- _WHAT THE TASK ASKS_: The response must consist of the lines below from the one with "Phrase: rough bark" through the one with "465, row 316.", exactly as they appear and with both ends kept.

----------------------------------------

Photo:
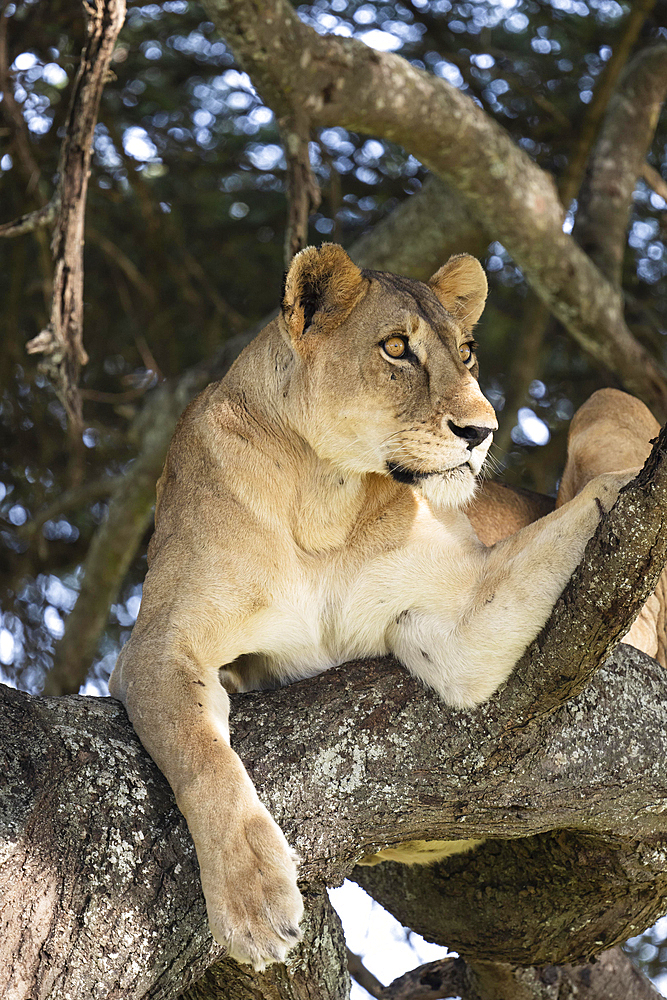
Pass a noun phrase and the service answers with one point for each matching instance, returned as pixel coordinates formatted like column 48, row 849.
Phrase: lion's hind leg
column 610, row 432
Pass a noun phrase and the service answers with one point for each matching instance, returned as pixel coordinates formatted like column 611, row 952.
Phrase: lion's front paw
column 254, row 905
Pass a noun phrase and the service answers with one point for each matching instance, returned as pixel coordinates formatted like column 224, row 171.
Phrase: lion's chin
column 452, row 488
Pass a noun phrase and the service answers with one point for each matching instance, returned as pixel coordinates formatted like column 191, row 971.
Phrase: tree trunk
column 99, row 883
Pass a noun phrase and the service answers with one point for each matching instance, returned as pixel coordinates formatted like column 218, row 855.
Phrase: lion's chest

----------------------------------------

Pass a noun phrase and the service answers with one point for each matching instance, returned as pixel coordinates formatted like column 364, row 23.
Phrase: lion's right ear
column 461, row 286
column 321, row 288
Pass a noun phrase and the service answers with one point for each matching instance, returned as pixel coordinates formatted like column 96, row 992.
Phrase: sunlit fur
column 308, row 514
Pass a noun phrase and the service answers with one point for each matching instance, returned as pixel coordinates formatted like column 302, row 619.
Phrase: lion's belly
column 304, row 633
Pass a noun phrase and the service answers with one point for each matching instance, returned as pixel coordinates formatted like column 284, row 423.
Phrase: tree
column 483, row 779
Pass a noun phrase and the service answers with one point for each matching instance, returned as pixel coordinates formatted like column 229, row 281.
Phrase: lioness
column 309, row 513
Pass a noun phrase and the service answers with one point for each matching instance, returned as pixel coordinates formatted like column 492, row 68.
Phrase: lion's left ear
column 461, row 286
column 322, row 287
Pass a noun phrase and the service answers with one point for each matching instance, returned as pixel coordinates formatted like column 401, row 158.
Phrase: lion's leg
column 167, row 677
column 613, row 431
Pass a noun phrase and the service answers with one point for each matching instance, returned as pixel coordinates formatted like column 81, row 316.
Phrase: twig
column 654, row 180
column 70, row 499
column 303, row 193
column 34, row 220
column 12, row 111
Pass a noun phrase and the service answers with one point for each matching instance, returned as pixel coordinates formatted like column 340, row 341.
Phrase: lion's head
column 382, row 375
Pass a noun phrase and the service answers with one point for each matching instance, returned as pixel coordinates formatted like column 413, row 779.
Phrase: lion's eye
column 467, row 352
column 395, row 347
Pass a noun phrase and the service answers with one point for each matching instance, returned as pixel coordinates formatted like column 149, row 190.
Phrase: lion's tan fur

----------------------------------------

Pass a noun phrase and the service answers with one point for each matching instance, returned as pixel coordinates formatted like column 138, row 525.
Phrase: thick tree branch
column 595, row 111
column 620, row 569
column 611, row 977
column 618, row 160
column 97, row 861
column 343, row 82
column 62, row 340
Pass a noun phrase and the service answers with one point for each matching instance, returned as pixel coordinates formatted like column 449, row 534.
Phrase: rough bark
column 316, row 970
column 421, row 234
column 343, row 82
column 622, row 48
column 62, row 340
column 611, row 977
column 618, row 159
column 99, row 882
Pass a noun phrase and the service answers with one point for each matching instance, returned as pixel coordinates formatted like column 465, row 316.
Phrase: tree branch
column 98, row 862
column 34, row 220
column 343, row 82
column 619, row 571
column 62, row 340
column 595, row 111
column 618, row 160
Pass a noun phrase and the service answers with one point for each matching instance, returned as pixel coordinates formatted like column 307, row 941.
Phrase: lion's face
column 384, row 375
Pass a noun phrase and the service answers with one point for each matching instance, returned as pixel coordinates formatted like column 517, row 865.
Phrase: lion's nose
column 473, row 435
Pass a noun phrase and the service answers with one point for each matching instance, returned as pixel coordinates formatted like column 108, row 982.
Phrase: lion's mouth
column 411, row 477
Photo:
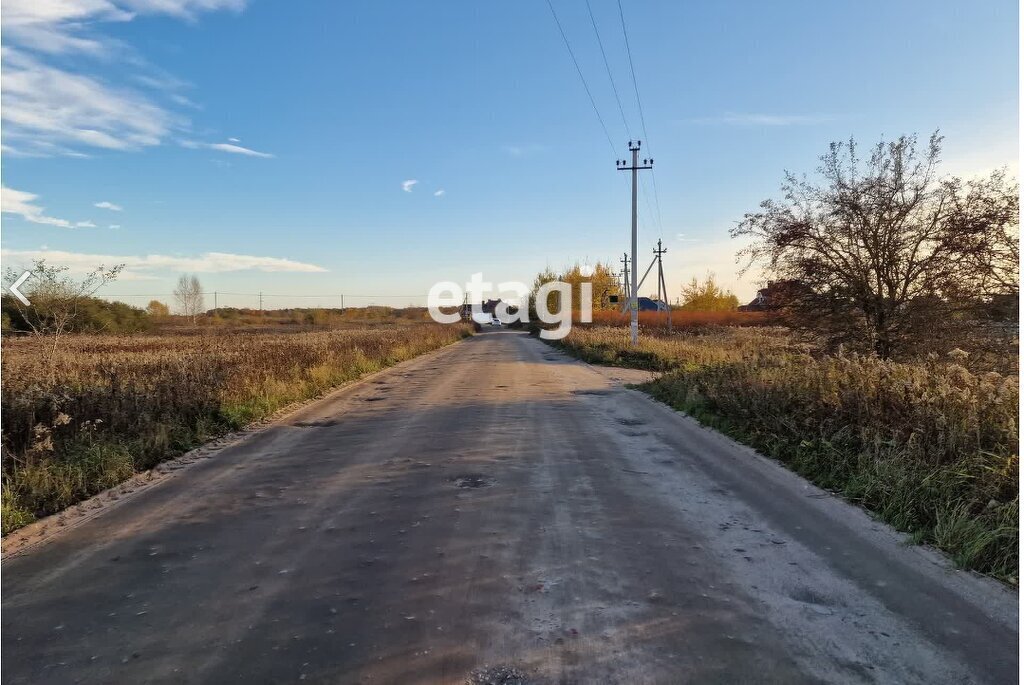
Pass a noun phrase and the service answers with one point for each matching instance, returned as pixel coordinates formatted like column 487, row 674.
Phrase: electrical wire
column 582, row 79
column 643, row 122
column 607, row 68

----------------------------------------

- _TASK SOLUTION_:
Phrase: rough bark
column 316, row 970
column 421, row 234
column 343, row 82
column 622, row 48
column 62, row 340
column 611, row 977
column 618, row 159
column 99, row 882
Pass a noun phrase and the service answers with one point for each matching instance, returned as pixel coordinates formatted like column 465, row 316.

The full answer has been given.